§ Stated problem: Revise the records below, changing every "bounding box" to "enclosing rectangle" and leaving the rest untouched.
━━━━━ Entries provided ━━━━━
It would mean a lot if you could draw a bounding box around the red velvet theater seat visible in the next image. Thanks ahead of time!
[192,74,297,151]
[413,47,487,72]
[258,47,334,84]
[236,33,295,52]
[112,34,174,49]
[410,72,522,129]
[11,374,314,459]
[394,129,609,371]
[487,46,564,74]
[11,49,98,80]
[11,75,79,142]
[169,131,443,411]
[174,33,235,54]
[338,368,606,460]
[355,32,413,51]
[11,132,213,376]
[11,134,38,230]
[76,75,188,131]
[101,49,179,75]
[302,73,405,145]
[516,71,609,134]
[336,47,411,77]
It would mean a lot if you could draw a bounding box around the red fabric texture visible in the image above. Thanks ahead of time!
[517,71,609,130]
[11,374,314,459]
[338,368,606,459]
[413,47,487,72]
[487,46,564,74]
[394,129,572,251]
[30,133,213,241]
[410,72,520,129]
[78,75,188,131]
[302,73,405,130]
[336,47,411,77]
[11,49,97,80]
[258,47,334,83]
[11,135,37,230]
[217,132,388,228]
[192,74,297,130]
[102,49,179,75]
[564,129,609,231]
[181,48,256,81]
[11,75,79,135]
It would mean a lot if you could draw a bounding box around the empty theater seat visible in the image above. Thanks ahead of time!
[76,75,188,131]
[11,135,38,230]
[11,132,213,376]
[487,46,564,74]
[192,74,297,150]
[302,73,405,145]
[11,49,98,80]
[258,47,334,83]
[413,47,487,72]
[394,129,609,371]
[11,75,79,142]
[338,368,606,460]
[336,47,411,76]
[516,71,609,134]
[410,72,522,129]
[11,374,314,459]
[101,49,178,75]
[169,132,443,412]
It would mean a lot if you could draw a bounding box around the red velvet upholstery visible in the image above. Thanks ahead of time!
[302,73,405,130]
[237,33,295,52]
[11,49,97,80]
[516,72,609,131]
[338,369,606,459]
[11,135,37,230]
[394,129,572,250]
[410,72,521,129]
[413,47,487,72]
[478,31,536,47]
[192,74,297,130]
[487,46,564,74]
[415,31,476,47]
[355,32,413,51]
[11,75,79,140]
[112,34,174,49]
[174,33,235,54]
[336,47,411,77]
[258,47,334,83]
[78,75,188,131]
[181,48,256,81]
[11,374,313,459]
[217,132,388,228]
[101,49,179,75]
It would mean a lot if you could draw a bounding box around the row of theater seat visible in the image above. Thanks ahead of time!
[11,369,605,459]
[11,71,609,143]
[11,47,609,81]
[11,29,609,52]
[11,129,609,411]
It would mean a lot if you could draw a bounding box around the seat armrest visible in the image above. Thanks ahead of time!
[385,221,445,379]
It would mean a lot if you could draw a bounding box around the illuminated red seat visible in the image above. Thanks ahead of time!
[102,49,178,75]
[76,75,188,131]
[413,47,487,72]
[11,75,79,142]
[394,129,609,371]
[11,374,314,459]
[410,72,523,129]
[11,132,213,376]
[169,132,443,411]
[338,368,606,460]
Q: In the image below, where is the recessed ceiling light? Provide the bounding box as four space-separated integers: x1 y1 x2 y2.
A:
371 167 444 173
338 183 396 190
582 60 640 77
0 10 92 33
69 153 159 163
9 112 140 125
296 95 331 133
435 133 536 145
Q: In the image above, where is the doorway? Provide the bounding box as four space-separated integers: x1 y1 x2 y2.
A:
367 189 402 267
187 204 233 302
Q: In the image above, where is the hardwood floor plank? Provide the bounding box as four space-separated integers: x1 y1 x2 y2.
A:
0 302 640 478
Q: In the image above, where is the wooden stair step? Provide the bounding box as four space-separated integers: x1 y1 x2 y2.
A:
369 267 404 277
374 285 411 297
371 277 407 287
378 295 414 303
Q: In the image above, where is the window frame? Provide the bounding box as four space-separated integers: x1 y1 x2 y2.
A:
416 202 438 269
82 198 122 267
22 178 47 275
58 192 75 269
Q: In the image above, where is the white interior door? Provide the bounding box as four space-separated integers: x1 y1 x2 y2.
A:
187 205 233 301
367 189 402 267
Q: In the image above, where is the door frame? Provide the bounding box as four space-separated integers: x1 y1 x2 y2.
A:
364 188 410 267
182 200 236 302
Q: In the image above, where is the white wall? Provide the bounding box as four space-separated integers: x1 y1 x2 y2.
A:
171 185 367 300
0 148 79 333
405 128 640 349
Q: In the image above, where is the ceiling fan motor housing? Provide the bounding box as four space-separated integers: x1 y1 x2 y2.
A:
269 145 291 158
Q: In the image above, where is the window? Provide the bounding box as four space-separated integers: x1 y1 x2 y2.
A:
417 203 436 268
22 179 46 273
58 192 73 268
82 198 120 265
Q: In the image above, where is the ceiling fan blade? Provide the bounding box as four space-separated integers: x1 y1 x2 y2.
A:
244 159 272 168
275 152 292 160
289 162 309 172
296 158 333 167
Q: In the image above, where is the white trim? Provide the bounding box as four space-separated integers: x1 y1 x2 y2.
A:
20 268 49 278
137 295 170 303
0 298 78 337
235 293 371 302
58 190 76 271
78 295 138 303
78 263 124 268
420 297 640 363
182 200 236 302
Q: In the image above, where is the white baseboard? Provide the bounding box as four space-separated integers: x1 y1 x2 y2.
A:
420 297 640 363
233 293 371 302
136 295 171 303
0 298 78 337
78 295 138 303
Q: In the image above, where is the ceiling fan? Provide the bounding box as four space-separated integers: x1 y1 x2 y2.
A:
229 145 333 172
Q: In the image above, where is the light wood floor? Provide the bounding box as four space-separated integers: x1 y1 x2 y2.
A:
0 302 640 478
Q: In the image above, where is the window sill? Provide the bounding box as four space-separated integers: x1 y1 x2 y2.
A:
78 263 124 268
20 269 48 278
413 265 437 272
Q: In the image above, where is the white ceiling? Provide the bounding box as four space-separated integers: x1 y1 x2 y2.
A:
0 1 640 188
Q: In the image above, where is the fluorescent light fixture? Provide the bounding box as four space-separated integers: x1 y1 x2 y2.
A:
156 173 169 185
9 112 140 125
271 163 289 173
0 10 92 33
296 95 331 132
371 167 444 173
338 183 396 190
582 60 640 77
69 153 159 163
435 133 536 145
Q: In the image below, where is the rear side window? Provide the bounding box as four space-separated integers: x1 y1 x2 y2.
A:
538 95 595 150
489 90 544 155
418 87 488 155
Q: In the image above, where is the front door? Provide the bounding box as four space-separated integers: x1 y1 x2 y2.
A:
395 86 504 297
━━━━━
§ Result of the exercise:
It would mean a lot if you could draw a enclosing rectangle around the red velvet theater seat visible in the next image. Thanks ahead of time!
[192,74,297,151]
[413,47,487,72]
[258,47,334,84]
[236,33,295,52]
[112,34,174,49]
[410,72,522,129]
[11,374,314,459]
[394,129,609,371]
[487,46,564,74]
[11,49,98,80]
[11,75,79,142]
[169,131,443,411]
[174,33,235,54]
[338,368,606,460]
[355,32,413,51]
[11,132,213,376]
[11,134,38,230]
[76,75,188,131]
[101,49,179,75]
[302,73,405,145]
[516,71,609,134]
[336,47,411,77]
It would mean a lot if you could draw a enclosing rectangle around the red fabric texture visible in the image above. Thanks ahead of time!
[517,71,609,130]
[11,374,314,459]
[338,368,606,459]
[413,47,487,72]
[487,46,564,74]
[394,129,572,251]
[30,133,213,241]
[410,72,520,129]
[78,75,188,131]
[302,73,405,130]
[336,47,411,77]
[11,49,97,80]
[258,47,334,83]
[11,135,37,230]
[217,132,388,228]
[192,74,297,130]
[102,49,179,75]
[564,129,609,231]
[181,48,256,81]
[11,75,79,135]
It would mean a lot if you could draw a enclosing rectangle around the empty theater seat visible in the image above. Thanks ahead of time!
[76,75,188,131]
[11,135,38,230]
[11,132,213,376]
[487,46,564,74]
[192,74,297,150]
[302,73,405,145]
[11,49,98,80]
[258,47,334,83]
[413,47,487,72]
[394,129,609,371]
[11,75,79,142]
[338,368,606,460]
[336,47,411,76]
[516,71,609,134]
[410,72,522,129]
[11,374,314,459]
[101,49,178,75]
[169,132,443,412]
It would mean a lot if you could draw a enclosing rectangle around the red velvet upholstery visible in the image above. Thanks ahead of time!
[302,73,405,130]
[237,33,295,52]
[11,49,97,80]
[516,72,609,131]
[338,369,606,459]
[11,135,37,230]
[394,129,572,250]
[410,72,521,129]
[413,47,487,72]
[478,31,536,47]
[192,74,297,130]
[487,46,564,74]
[415,31,476,47]
[355,32,413,51]
[11,75,79,140]
[112,34,174,49]
[174,33,235,54]
[336,47,411,77]
[258,47,334,83]
[78,75,188,131]
[181,48,256,81]
[11,374,313,459]
[217,132,388,228]
[101,49,179,75]
It would mean a lot if you could draw a enclosing rectangle around the row of theater seat visible in the image above. Thanks ahead of time!
[11,369,605,459]
[11,71,609,143]
[11,47,609,81]
[11,29,609,52]
[11,129,609,411]
It would mean a lot if you could draw a enclosing rectangle around the seat armrest visible in the image above. Thanks ahead of time!
[385,221,445,379]
It would mean a lot if you could draw a enclosing rectangle around the illuminated red seat visible in the image above. Thanks ahead of time!
[102,49,178,75]
[76,75,188,131]
[413,47,487,72]
[11,75,79,142]
[394,129,609,371]
[11,374,314,459]
[410,72,523,129]
[11,132,213,376]
[169,132,443,411]
[338,368,606,460]
Q: In the image below, where is the recessed ceiling light? Provide the enclosing rectangle as four space-separated integers: x1 y1 x2 y2.
A:
371 167 444 173
338 183 396 190
582 60 640 77
0 10 92 33
69 153 159 163
9 112 140 125
296 95 331 133
435 133 536 145
Q: In the image above, where is the doorway? Provide the enclosing rectangle as four space-separated integers: x1 y1 x2 y2.
A:
367 189 402 267
187 204 233 302
Q: In the image above, where is the hardwood floor plank? Provide the enclosing rectangle as four space-separated integers: x1 y1 x2 y2.
A:
0 302 640 478
Q: In the image above, where is the wooden stair step? Provide the enclosing rectangle as four space-separated integers: x1 y1 x2 y2.
A:
369 267 404 277
374 285 411 297
371 277 407 287
378 295 414 303
Q: In the image above, where is the window frame? Provide the enclosing rectangle as four space-separated integers: x1 y1 x2 y2.
A:
416 202 438 269
82 198 122 267
22 178 47 275
58 192 75 269
Q: In the image above, where is the white interior door? Provide the enclosing rectangle as four space-separated integers: x1 y1 x2 y2.
A:
187 205 233 301
367 189 402 267
Q: In the image above, where is the door frame? Provide the enclosing rectangle as four space-separated integers: x1 y1 x2 y2.
A:
364 188 410 267
182 200 236 302
Q: In the image above, where is the white wall? Provide the enclosing rectangle as four space-separated integers: x1 y1 x2 y2.
A:
171 185 367 300
0 148 79 333
405 128 640 349
Q: In the image above, where is the ceiling fan motor housing? Provide the enclosing rectangle as four space-separated integers: x1 y1 x2 y2.
A:
269 145 291 158
Q: In the image above, where is the window? Provide the enclosing rectangle as four space-separated integers: x1 y1 x2 y2.
A:
417 203 436 268
22 179 46 273
58 192 73 268
82 198 120 265
Q: In the image above, where is the ceiling fan blade? Provide the enclosing rectangle as four space-separated integers: x1 y1 x2 y2.
A:
244 159 272 168
275 152 292 160
289 162 309 172
296 158 333 167
Q: In the image above, where is the white trim? Provide the enclosing rectangle as four space-separated integers: x1 y1 x2 y2.
A:
20 268 49 278
137 295 170 303
0 298 78 337
235 293 371 302
58 190 76 271
78 295 138 303
78 263 124 268
420 297 640 363
182 200 236 302
Q: In the image above, where is the white baseboard? Provide the enclosing rectangle as four space-separated integers: x1 y1 x2 y2.
A:
420 297 640 363
233 293 371 302
136 295 171 303
0 298 78 337
78 295 138 303
Q: In the image above, where is the ceiling fan? Provide the enclosing rectangle as four space-separated integers: x1 y1 x2 y2.
A:
229 145 333 172
Q: In the image above, where is the light wood floor? Provide the enclosing rectangle as four space-separated integers: x1 y1 x2 y2.
A:
0 302 640 478
Q: In the image above, where is the window sill? Provide the enclosing rectangle as four space-separated integers: x1 y1 x2 y2.
A:
78 263 124 268
20 269 48 278
413 265 437 272
Q: In the image above, where is the white ceiling? Provide the enclosing rectangle as four space-separated integers: x1 y1 x2 y2.
A:
0 1 640 188
Q: In the image above, where is the fluorescent light fixture? Provide the enclosing rectangle as four space-separated integers: x1 y1 x2 y2.
A:
156 173 169 185
9 112 140 125
271 163 289 173
0 10 92 33
296 95 331 132
371 167 444 173
338 183 396 190
582 60 640 77
69 153 159 163
435 133 536 145
Q: In the image below, where is the rear side window? Provide the enclosing rectangle as four space-separated integers: x1 y1 x2 y2.
A:
538 95 595 150
489 90 544 155
418 87 488 155
Q: In the image above, where is the front door? Provide the enclosing rectangle as four space-separated integers: x1 y1 x2 y2.
A:
395 86 504 297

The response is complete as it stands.